_Problem statement_
Using the text about the Port of Brest project below, answer these questions.
(a) Whose public authorities decided to develop commercial activity at the port?
(b) How long is the quay wall included in the marine works?
(c) Which two constructions were part of the first stage of the project?

The public authorities of the Bretagne Region in France have decided to develop commercial activity at the Port of Brest. The project aims to first improve marine accessibility to be able to receive larger ships, then to develop the area on the existing polder, and finally to reclaim land on the water for future expansion. The project has been separated into land work and marine work tenders. The marine works included the construction of a 400-metre-long quay wall with a draught of 12 m, platforms for the handling of heavy items (10 t/m2), and a dyke enclosing the 14-hectare-large polder. It also included dredging works in the commercial port, filling the polder with the dredged material, and its consolidation to allow service suitable for future industrial purposes. The construction of the quay wall (M01) and the dyke (M02) were part of the first stage of the project.

_Dataset extract_
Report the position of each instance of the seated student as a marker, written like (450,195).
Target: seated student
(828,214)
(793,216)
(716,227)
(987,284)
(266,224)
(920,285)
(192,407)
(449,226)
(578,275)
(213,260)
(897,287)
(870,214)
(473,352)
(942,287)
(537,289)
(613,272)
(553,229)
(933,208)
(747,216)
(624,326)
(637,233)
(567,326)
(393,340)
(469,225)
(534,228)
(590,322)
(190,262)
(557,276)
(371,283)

_Solution to this problem_
(a) The public authorities of the Bretagne Region in France.
(b) 400 m long.
(c) The quay wall (M01) and the dyke (M02).